## Text zur Analyse
········

Gleichwohl ist die vom Senat vorzunehmende Subsumtionsprüfung hier insbesondere mit Blick auf das in § 242 Abs. 1 StGB enthaltene Tatbestandsmerkmal der „Wegnahme“ noch möglich. Grund für die abweichende — und vom Verteidiger in Bezug genommene — Entscheidung des OLG Hamm (Beschluss vom 6. Mai 2013 – 111-5 RVs 38/13) war, dass in dem dort zu entscheidenden Fall mit einem Paar Herrenschuhe größere Gegenstände „entwendet“ waren, die nach ihrer Beschaffenheit eine Abgrenzung zwischen vollendeter oder bloß versuchter Wegnahme nicht zuließen. In dem hier zu beurteilenden Fall kann dagegen aus der Art der Gegenstände und deren äußerst geringem Gesamtpreis mit Sicherheit geschlossen werden, dass es sich um kleinere, sehr handliche und leicht bewegliche Objekte handelte, bei denen eine vollendete Wegnahme schon dann angenommen werden kann, wenn sie der Täter ergriffen hat und festhält (vgl. Fischer, StGB, 60. Aufl., § 242 Rn. 18 m.w.N.). Da umgekehrt ein Versuch in Fällen des Ladendiebstahls nur vorliegt, wenn der Dieb zur Bergung der Beute von vornherein keine Chance hat, weil es sich — anders als hier — um auffällige, sperrige Sachen handelt (vgl. Fischer, a.a.O. Rn. 21), stellt sich die im Fall des OLG Hamm problematische Abgrenzungsfrage vorliegend gerade nicht. Es kommt daher auch eine Divergenzvorlage an den BGH nach § 121 Abs. 2 GVG nicht in Betracht.“
Wie hatte der Kollege, der mir die Entscheidung geschickt hat, geschrieben: „Halten, halten, bloß nicht dem BGH vorlegen.“
Beide Oberlandesgerichte differenzieren zwischen kleinen und größeren Gegenständen (und kommen nur deshalb zu unterschiedlichen Ergebnissen, weil es hier eben kleine, dort größere Gegenstände waren). Eine vorlagefähige streitige Rechtsfrage existiert deshalb ersichtlich nicht.

········

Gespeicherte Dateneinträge
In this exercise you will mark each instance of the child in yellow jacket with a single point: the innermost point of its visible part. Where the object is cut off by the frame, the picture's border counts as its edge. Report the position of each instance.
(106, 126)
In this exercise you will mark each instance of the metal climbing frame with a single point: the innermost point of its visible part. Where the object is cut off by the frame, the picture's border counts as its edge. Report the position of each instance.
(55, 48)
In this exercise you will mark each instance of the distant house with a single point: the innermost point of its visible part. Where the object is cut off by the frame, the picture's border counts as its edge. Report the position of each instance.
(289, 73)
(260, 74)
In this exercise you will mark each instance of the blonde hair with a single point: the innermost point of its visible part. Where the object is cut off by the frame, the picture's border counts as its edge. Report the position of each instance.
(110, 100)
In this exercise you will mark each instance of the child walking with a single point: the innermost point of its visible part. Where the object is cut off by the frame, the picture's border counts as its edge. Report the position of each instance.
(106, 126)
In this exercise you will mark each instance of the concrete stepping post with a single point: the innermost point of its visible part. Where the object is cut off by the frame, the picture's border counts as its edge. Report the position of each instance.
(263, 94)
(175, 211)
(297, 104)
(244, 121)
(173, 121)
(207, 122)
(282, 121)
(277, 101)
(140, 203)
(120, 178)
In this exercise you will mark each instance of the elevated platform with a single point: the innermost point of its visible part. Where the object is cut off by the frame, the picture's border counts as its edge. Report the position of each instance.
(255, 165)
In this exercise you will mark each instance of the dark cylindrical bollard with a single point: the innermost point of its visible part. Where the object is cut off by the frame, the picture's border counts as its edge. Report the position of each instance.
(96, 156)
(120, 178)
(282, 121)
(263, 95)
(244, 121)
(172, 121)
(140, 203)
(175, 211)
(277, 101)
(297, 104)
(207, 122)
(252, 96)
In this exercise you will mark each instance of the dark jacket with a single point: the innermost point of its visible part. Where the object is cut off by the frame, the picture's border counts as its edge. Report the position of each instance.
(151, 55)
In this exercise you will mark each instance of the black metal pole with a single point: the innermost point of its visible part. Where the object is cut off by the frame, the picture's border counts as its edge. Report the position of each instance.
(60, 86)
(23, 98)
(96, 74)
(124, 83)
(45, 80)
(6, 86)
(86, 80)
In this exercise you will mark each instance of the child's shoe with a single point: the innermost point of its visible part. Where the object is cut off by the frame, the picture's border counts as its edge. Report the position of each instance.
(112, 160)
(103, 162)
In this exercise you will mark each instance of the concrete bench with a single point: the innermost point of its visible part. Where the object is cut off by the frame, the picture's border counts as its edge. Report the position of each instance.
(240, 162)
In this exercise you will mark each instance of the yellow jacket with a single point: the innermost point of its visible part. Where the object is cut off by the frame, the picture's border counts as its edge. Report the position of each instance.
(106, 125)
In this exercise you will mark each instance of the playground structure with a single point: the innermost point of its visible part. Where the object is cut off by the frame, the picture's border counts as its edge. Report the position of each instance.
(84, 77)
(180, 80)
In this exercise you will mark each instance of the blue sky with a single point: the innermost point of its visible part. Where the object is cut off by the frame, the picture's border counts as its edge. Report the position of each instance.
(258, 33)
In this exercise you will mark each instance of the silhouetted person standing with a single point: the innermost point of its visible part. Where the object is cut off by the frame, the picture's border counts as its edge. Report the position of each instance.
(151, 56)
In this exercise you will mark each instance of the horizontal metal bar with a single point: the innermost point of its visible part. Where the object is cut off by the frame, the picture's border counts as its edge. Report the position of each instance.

········

## Aufgabe 1
Beantworten Sie anhand des Textes über den Ladendiebstahl diese drei Fragen:
(a) Welche Gegenstände waren in dem Fall, den das OLG Hamm zu entscheiden hatte, entwendet worden?
(b) Nach welcher Vorschrift käme eine Divergenzvorlage an den BGH in Betracht?
(c) Was hatte der Kollege geschrieben, der die Entscheidung geschickt hat?
## Aufgabe 2
Setzen Sie den Text über den Ladendiebstahl nach seinem letzten Satz fort.

## Ergebnis 1
(a) Es war ein Paar Herrenschuhe entwendet worden.
(b) Sie käme nach § 121 Abs. 2 GVG in Betracht.
(c) Er hatte geschrieben: „Halten, halten, bloß nicht dem BGH vorlegen.“

## Ergebnis 2
Ersichtlich nicht? Und was ist mit OLG Bamberg
, wenn wir die Hose des OLG Hamm mal außen vorlassen?
Die Angst mancher OLG-Senate vor dem BGH ist halt noch stärker ausgeprägt als die Angst mancher Amtsrichter vor der Sprungrevision….
Das OLG Bamberg differenziert im Anschluss an das OLG Hamm ebenfalls zwischen „kleinen, leicht beweglichen“ und größeren Gegenständen. Auch insoweit fehlt es deshalb ersichtlich an einer Divergenz.
(Wenn Sie oder Herr „TH“ immer noch anderer Meinung sind: wie hätte die Vorlagefrage denn lauten sollen??)
Man kann das schöne Wörtchen „ersichtlich“ auch inflationär verwenden…..
Im Übrigen dürfte der Gesetzgeber bei der Schaffung des § 121 Abs.2 GVG nicht nur an Fälle gedacht haben, die bis auf das Az. vollkommen identisch sind.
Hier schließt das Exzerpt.